**Exercise**
Starting at the line that contains "bbox: banana tree", restate each line word for word through the final line of the data, keeping both ends.

START Rows

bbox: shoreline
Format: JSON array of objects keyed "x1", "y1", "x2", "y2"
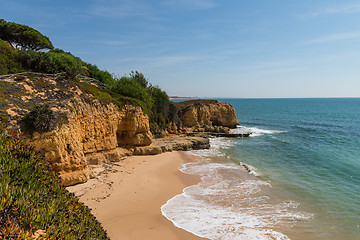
[{"x1": 67, "y1": 152, "x2": 205, "y2": 240}]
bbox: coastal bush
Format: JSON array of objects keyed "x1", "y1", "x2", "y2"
[
  {"x1": 0, "y1": 132, "x2": 109, "y2": 239},
  {"x1": 0, "y1": 40, "x2": 23, "y2": 75}
]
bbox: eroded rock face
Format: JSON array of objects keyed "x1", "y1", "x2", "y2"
[
  {"x1": 27, "y1": 98, "x2": 152, "y2": 186},
  {"x1": 175, "y1": 100, "x2": 239, "y2": 131},
  {"x1": 0, "y1": 73, "x2": 153, "y2": 186}
]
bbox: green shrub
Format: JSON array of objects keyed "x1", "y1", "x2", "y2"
[{"x1": 0, "y1": 133, "x2": 108, "y2": 239}]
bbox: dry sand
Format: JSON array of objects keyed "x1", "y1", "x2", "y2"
[{"x1": 68, "y1": 152, "x2": 203, "y2": 240}]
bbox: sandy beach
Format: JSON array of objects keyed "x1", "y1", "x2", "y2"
[{"x1": 68, "y1": 152, "x2": 203, "y2": 240}]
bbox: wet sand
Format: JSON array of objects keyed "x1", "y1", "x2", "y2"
[{"x1": 68, "y1": 152, "x2": 203, "y2": 240}]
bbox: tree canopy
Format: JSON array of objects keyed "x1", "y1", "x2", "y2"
[{"x1": 0, "y1": 19, "x2": 54, "y2": 51}]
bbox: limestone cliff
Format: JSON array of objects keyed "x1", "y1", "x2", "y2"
[
  {"x1": 175, "y1": 100, "x2": 239, "y2": 132},
  {"x1": 0, "y1": 72, "x2": 153, "y2": 185}
]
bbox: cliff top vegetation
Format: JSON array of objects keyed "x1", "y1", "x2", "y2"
[{"x1": 0, "y1": 19, "x2": 176, "y2": 136}]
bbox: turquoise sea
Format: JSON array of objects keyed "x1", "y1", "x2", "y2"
[{"x1": 162, "y1": 98, "x2": 360, "y2": 239}]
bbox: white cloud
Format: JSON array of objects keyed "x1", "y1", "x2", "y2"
[{"x1": 164, "y1": 0, "x2": 217, "y2": 10}]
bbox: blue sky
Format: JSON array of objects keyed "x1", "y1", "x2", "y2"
[{"x1": 0, "y1": 0, "x2": 360, "y2": 98}]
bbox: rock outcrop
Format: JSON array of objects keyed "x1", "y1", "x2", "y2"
[
  {"x1": 0, "y1": 74, "x2": 239, "y2": 186},
  {"x1": 175, "y1": 100, "x2": 239, "y2": 132},
  {"x1": 26, "y1": 99, "x2": 152, "y2": 186}
]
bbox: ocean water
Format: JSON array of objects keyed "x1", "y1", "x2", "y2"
[{"x1": 161, "y1": 98, "x2": 360, "y2": 240}]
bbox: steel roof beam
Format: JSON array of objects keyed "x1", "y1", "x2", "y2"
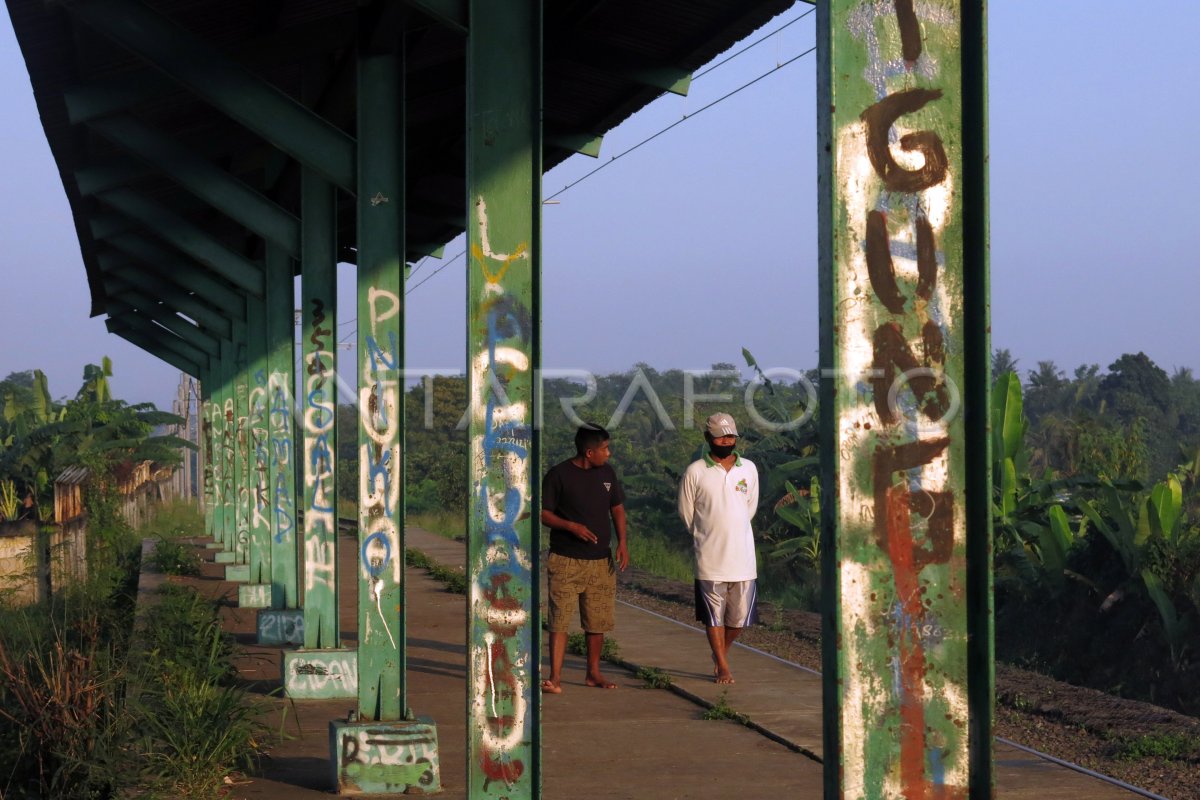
[
  {"x1": 104, "y1": 318, "x2": 202, "y2": 378},
  {"x1": 96, "y1": 190, "x2": 263, "y2": 297},
  {"x1": 60, "y1": 0, "x2": 355, "y2": 192},
  {"x1": 108, "y1": 291, "x2": 221, "y2": 356},
  {"x1": 74, "y1": 158, "x2": 154, "y2": 197},
  {"x1": 106, "y1": 234, "x2": 246, "y2": 319},
  {"x1": 87, "y1": 115, "x2": 300, "y2": 258},
  {"x1": 104, "y1": 311, "x2": 209, "y2": 367},
  {"x1": 545, "y1": 133, "x2": 604, "y2": 158},
  {"x1": 403, "y1": 0, "x2": 469, "y2": 35},
  {"x1": 100, "y1": 261, "x2": 233, "y2": 339}
]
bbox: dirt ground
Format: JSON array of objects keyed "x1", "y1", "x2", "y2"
[{"x1": 617, "y1": 567, "x2": 1200, "y2": 800}]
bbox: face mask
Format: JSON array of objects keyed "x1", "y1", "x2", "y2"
[{"x1": 708, "y1": 444, "x2": 737, "y2": 458}]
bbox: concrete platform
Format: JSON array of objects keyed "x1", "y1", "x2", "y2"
[{"x1": 166, "y1": 529, "x2": 1135, "y2": 800}]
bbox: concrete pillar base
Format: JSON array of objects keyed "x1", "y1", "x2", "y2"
[
  {"x1": 236, "y1": 582, "x2": 271, "y2": 608},
  {"x1": 258, "y1": 608, "x2": 304, "y2": 646},
  {"x1": 329, "y1": 717, "x2": 442, "y2": 794},
  {"x1": 283, "y1": 648, "x2": 359, "y2": 700}
]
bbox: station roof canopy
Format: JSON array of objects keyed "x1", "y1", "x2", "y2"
[{"x1": 6, "y1": 0, "x2": 794, "y2": 327}]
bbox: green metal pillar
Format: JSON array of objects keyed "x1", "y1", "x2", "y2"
[
  {"x1": 817, "y1": 0, "x2": 994, "y2": 800},
  {"x1": 283, "y1": 167, "x2": 359, "y2": 699},
  {"x1": 300, "y1": 168, "x2": 340, "y2": 649},
  {"x1": 198, "y1": 383, "x2": 216, "y2": 541},
  {"x1": 238, "y1": 297, "x2": 274, "y2": 606},
  {"x1": 236, "y1": 323, "x2": 252, "y2": 568},
  {"x1": 358, "y1": 29, "x2": 408, "y2": 721},
  {"x1": 329, "y1": 25, "x2": 442, "y2": 794},
  {"x1": 266, "y1": 243, "x2": 299, "y2": 609},
  {"x1": 467, "y1": 0, "x2": 541, "y2": 799},
  {"x1": 221, "y1": 341, "x2": 238, "y2": 560}
]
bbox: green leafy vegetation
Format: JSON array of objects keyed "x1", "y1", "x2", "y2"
[
  {"x1": 1117, "y1": 733, "x2": 1200, "y2": 760},
  {"x1": 566, "y1": 631, "x2": 620, "y2": 661},
  {"x1": 0, "y1": 367, "x2": 270, "y2": 799},
  {"x1": 636, "y1": 667, "x2": 674, "y2": 688},
  {"x1": 700, "y1": 690, "x2": 750, "y2": 724},
  {"x1": 148, "y1": 536, "x2": 202, "y2": 576},
  {"x1": 338, "y1": 350, "x2": 1200, "y2": 714}
]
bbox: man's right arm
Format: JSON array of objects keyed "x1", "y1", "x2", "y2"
[
  {"x1": 679, "y1": 470, "x2": 696, "y2": 534},
  {"x1": 541, "y1": 509, "x2": 599, "y2": 545}
]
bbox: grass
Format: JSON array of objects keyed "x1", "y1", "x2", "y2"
[
  {"x1": 700, "y1": 690, "x2": 750, "y2": 724},
  {"x1": 147, "y1": 500, "x2": 204, "y2": 540},
  {"x1": 404, "y1": 510, "x2": 467, "y2": 540},
  {"x1": 1116, "y1": 733, "x2": 1200, "y2": 762},
  {"x1": 404, "y1": 548, "x2": 467, "y2": 595},
  {"x1": 146, "y1": 536, "x2": 202, "y2": 576},
  {"x1": 0, "y1": 584, "x2": 272, "y2": 799},
  {"x1": 628, "y1": 535, "x2": 695, "y2": 583},
  {"x1": 637, "y1": 667, "x2": 673, "y2": 688},
  {"x1": 566, "y1": 631, "x2": 620, "y2": 661}
]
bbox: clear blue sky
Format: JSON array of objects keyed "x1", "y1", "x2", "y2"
[{"x1": 0, "y1": 0, "x2": 1200, "y2": 407}]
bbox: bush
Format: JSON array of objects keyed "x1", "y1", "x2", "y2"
[{"x1": 146, "y1": 537, "x2": 202, "y2": 576}]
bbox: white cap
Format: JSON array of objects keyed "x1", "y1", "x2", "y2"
[{"x1": 704, "y1": 413, "x2": 738, "y2": 439}]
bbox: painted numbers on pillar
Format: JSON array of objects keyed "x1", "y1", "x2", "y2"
[
  {"x1": 468, "y1": 198, "x2": 535, "y2": 790},
  {"x1": 359, "y1": 287, "x2": 404, "y2": 652},
  {"x1": 830, "y1": 0, "x2": 968, "y2": 800}
]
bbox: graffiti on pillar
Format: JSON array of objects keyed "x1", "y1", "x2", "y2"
[
  {"x1": 337, "y1": 723, "x2": 442, "y2": 794},
  {"x1": 268, "y1": 372, "x2": 295, "y2": 545},
  {"x1": 359, "y1": 287, "x2": 404, "y2": 652},
  {"x1": 304, "y1": 297, "x2": 337, "y2": 646},
  {"x1": 200, "y1": 401, "x2": 216, "y2": 525},
  {"x1": 221, "y1": 393, "x2": 238, "y2": 549},
  {"x1": 234, "y1": 383, "x2": 253, "y2": 563},
  {"x1": 468, "y1": 198, "x2": 534, "y2": 792},
  {"x1": 250, "y1": 369, "x2": 272, "y2": 583},
  {"x1": 830, "y1": 0, "x2": 968, "y2": 800}
]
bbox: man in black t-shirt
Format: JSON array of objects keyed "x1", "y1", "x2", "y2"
[{"x1": 541, "y1": 425, "x2": 629, "y2": 694}]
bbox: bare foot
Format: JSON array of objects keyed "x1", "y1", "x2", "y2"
[{"x1": 583, "y1": 675, "x2": 617, "y2": 688}]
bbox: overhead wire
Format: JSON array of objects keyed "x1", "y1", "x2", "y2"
[{"x1": 342, "y1": 7, "x2": 817, "y2": 321}]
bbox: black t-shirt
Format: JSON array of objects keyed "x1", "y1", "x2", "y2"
[{"x1": 541, "y1": 459, "x2": 625, "y2": 560}]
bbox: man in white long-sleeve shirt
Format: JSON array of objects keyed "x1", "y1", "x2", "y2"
[{"x1": 679, "y1": 414, "x2": 758, "y2": 684}]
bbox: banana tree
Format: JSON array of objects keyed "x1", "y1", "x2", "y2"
[
  {"x1": 1076, "y1": 474, "x2": 1200, "y2": 670},
  {"x1": 991, "y1": 372, "x2": 1093, "y2": 588}
]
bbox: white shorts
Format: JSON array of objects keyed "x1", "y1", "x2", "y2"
[{"x1": 696, "y1": 579, "x2": 758, "y2": 627}]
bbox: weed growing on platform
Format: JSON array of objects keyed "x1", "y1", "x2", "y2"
[
  {"x1": 637, "y1": 667, "x2": 672, "y2": 688},
  {"x1": 147, "y1": 500, "x2": 204, "y2": 539},
  {"x1": 132, "y1": 585, "x2": 270, "y2": 798},
  {"x1": 566, "y1": 631, "x2": 620, "y2": 661},
  {"x1": 404, "y1": 509, "x2": 467, "y2": 541},
  {"x1": 146, "y1": 539, "x2": 202, "y2": 576},
  {"x1": 700, "y1": 690, "x2": 750, "y2": 724},
  {"x1": 404, "y1": 549, "x2": 467, "y2": 595}
]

END Rows

**The completed task**
bbox: banana tree
Format: JSON array of objects keyed "x1", "y1", "x2", "y2"
[
  {"x1": 1076, "y1": 474, "x2": 1200, "y2": 670},
  {"x1": 991, "y1": 372, "x2": 1093, "y2": 588}
]
bbox: white shorts
Format: JSON array of objects keyed "x1", "y1", "x2", "y2"
[{"x1": 696, "y1": 579, "x2": 758, "y2": 627}]
bbox: weed growing on platform
Format: JSON array of objects keyed "x1", "y1", "x2", "y2"
[
  {"x1": 637, "y1": 667, "x2": 672, "y2": 688},
  {"x1": 147, "y1": 500, "x2": 204, "y2": 539},
  {"x1": 132, "y1": 585, "x2": 270, "y2": 798},
  {"x1": 566, "y1": 631, "x2": 620, "y2": 661},
  {"x1": 404, "y1": 509, "x2": 467, "y2": 541},
  {"x1": 146, "y1": 539, "x2": 202, "y2": 576},
  {"x1": 700, "y1": 690, "x2": 750, "y2": 724},
  {"x1": 404, "y1": 549, "x2": 467, "y2": 595}
]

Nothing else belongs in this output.